_Exercise prompt_
Print every one of the following rows word for word, with no changes.

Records
# # #
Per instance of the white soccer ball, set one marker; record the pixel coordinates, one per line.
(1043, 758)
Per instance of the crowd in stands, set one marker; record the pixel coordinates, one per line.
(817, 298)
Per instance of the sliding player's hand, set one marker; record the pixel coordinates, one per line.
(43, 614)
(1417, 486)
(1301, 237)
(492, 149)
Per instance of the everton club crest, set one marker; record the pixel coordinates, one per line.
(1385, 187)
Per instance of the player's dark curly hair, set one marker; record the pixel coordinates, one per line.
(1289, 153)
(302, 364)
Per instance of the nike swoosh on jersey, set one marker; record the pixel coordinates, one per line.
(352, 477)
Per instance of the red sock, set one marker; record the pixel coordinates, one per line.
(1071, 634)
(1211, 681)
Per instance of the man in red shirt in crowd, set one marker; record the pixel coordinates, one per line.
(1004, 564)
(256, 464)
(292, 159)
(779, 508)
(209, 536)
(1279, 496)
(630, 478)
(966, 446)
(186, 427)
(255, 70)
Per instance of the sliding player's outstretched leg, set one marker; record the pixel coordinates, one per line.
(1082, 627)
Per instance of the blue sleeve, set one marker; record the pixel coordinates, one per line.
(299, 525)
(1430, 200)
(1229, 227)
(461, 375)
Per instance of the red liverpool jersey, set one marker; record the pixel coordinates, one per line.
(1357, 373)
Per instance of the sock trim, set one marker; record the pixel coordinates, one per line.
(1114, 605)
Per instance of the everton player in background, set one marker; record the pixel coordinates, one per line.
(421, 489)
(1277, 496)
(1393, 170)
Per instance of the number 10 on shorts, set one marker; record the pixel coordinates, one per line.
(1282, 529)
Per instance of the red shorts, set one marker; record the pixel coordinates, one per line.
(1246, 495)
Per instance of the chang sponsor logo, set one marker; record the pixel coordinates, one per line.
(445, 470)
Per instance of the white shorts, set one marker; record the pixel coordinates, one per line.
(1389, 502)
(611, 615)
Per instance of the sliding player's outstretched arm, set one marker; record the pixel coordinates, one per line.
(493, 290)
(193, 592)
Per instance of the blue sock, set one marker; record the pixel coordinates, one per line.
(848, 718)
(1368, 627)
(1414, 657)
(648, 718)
# # #
_Expected answer_
Per instance of the white soccer ball, set one marker; record the pixel coordinates, one per line.
(1043, 758)
Per instance of the crowd in stands, set one marker; record the pixel coordinates, one per line.
(817, 298)
Per instance of the sliding player's hand, set one marker; record the pixel coordinates, one per line.
(43, 614)
(1417, 486)
(1301, 237)
(492, 149)
Per instance of the everton club crest, set one marker; record the pixel coordinates, one per line.
(1385, 187)
Per instance of the player's dark curly hair, set one marker; record the pixel coordinates, one per line.
(1289, 153)
(302, 364)
Per instance of the nike swoosh on jersey, set one marker; record the pixel coordinates, one per line.
(352, 477)
Per instance of the red sock, set one marker; record the pixel coordinates, one per line.
(1071, 634)
(1211, 681)
Per instance of the man in red shirt in crowd, set one marker; record the pixel coordinates, one per line.
(1004, 564)
(256, 464)
(292, 159)
(779, 508)
(209, 536)
(1279, 496)
(630, 478)
(966, 446)
(186, 427)
(255, 70)
Per instance of the sliding player's outstretched leg, set one marker; record the pixel coordinates, one per line.
(1082, 627)
Per instance of the blue sleeve, set one marker; record the pixel coordinates, one per line.
(299, 525)
(1430, 200)
(1229, 227)
(461, 375)
Per instance of the red liverpool jersey, set one marker; record the pixel coordinates, one per line.
(1357, 373)
Per instance of the sock trim, set one marker; record the pixel coordinates, one per line.
(1114, 605)
Per instance of the everton player in background, set one marker; record the pixel coordinates, one per line.
(421, 489)
(1277, 496)
(1393, 170)
Per instance of the number 10 on shorts, set one marker; record the pixel coordinates, one per line.
(1282, 529)
Per instance of the red shorts, set one marker; record the pixel coordinates, one per line.
(1246, 495)
Per instance of the chang sponsor logo, set one marker; record the pixel coordinates, one per line.
(445, 470)
Per instance of the white shorts, set one marker; record the pixel coordinates, one per line.
(1389, 502)
(611, 615)
Per instance of the sliding player's outstretched arm, set one marker; record the pixel coordinates, one per line.
(493, 290)
(193, 592)
Per instance of the blue sock, set one marker; record the pixel coordinates, one per line.
(848, 718)
(1368, 627)
(1414, 657)
(648, 718)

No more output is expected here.